## [What you will do]
Please print the whole of the listing that follows exactly.

☆ ☆ ☆ ☆ ☆

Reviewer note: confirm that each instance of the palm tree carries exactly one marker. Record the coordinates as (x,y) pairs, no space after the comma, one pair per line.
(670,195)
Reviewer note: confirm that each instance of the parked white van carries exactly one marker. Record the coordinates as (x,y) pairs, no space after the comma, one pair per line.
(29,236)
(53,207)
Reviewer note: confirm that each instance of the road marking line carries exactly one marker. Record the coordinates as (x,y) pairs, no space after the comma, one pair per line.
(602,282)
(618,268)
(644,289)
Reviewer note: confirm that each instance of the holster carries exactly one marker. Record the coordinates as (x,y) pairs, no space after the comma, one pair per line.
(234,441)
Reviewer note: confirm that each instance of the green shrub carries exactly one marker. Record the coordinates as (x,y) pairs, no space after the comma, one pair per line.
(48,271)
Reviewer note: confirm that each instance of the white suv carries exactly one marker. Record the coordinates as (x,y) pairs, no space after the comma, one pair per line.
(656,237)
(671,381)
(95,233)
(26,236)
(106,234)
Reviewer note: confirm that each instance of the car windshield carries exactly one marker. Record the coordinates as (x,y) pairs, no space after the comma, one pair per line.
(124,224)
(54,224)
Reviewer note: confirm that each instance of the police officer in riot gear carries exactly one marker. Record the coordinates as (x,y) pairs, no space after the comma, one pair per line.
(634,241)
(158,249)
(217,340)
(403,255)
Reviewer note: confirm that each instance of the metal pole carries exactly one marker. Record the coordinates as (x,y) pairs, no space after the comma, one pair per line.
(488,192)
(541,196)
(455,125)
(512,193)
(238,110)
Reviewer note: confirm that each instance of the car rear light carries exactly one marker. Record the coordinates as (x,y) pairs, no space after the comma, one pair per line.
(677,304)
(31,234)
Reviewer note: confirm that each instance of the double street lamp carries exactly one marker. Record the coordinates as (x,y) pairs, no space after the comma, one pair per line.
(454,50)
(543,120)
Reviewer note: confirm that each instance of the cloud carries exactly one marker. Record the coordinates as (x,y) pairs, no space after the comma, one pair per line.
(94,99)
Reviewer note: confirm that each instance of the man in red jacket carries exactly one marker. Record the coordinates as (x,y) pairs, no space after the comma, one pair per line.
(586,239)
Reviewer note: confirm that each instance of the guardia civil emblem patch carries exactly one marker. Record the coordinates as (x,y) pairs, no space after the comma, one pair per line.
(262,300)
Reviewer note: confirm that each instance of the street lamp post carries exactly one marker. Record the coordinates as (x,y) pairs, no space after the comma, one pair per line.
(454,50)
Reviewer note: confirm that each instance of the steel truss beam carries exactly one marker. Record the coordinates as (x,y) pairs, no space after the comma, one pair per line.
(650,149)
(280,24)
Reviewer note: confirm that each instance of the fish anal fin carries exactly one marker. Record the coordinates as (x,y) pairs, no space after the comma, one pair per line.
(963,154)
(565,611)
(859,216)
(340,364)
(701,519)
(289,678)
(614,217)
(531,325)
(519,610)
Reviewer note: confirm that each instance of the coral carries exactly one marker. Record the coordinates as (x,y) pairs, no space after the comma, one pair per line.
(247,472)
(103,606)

☆ ☆ ☆ ☆ ☆

## [Your solution]
Reviewer note: confirm that each instance of the palm tree carries exactly one marker. Record the coordinates as (x,y) pairs, no space after the comma, one pair per line.
(670,195)
Reviewer note: confirm that each instance of the parked white van carries exactly one marker. Record the coordinates as (x,y) pairs, no space after the comma, one pair per line.
(29,236)
(53,207)
Reviewer note: confirm that each instance of the road marking line carries exactly one marker. Record the coordinates as (x,y) pairs, no space after the comma, one pair per line.
(602,282)
(618,268)
(644,289)
Reviewer note: confirm that each instance of the holster carries exactly one marker. Record the coordinates as (x,y) pairs, no space after the comma, one pair per line.
(234,441)
Reviewer note: confirm that each instance of the green shrub carries exactly one marker. Record the coordinates as (x,y) pairs, no space after the comma, one pair per line.
(48,271)
Reviewer note: confirm that each instance of the white suv carries exactly one marker. Record the coordinates as (x,y) pairs, no space after the comma, one pair per line.
(656,237)
(671,381)
(95,233)
(26,236)
(106,234)
Reviewer note: confirm that each instance of the car windshield carries exactly one marker. Record the coordinates as (x,y) pairs, no space after the comma, one pair per line.
(124,224)
(54,224)
Reviewer note: confirm that each instance of the police officer in riot gear carries exactly one marker. Record the coordinates as (x,y) pairs, no space after the comma, one pair per line.
(634,241)
(158,249)
(217,340)
(403,255)
Reviewer note: confirm that each instance of the metal pole carries exactly one marker. Record the coordinates as (x,y) pairs, no space after the comma, one pair per line.
(488,192)
(541,196)
(455,125)
(512,193)
(238,110)
Reviewer note: confirm that each instance of the car rear light carries exactly one marker. Record the coordinates as (x,y) pairs, no space after the comma, one pair per line.
(677,304)
(31,234)
Reviewer note: confirm that each instance of the double street lamp carries exactly one marker. Record the coordinates as (x,y) pairs, no space after the comma, one pair per line.
(454,50)
(543,120)
Reviewer note: confirm that each instance of the cloud carries exactly one marker. Record the coordinates as (x,y) pairs, no space after the comma, one pair per line.
(94,99)
Reviewer note: confirm that each instance of the man in red jacket carries exactly one marker. Record the coordinates as (x,y) pairs, no space after the comma, one pair per line.
(586,239)
Reviewer note: confirm that each instance of the guardia civil emblem patch carries exactly one marker. Record the coordinates as (x,y) pairs, no space after the comma, one pair per line.
(262,300)
Reviewer note: confirm that each instance of the street lamp post carries exactly one marker. Record the coordinates as (x,y) pairs, no space after the comma, one pair per line.
(454,50)
Reviewer note: confirm that each instance of the steel truss beam carries exactly one marker. Record the coordinates as (x,y) pairs, no space after the comma, one pair per line.
(650,149)
(280,24)
Reviewer note: confirm that each instance of the fish anal fin carries exactly one marker. Record the coordinates as (x,y) pairs, no space after the comma, one pair per line.
(963,154)
(565,611)
(859,216)
(340,364)
(701,519)
(289,678)
(614,217)
(531,325)
(519,610)
Reviewer note: confirm that each instance of the coral carries exactly one marker. Record the coordinates as (x,y) pairs, no space after the comma, one pair per line.
(247,472)
(103,606)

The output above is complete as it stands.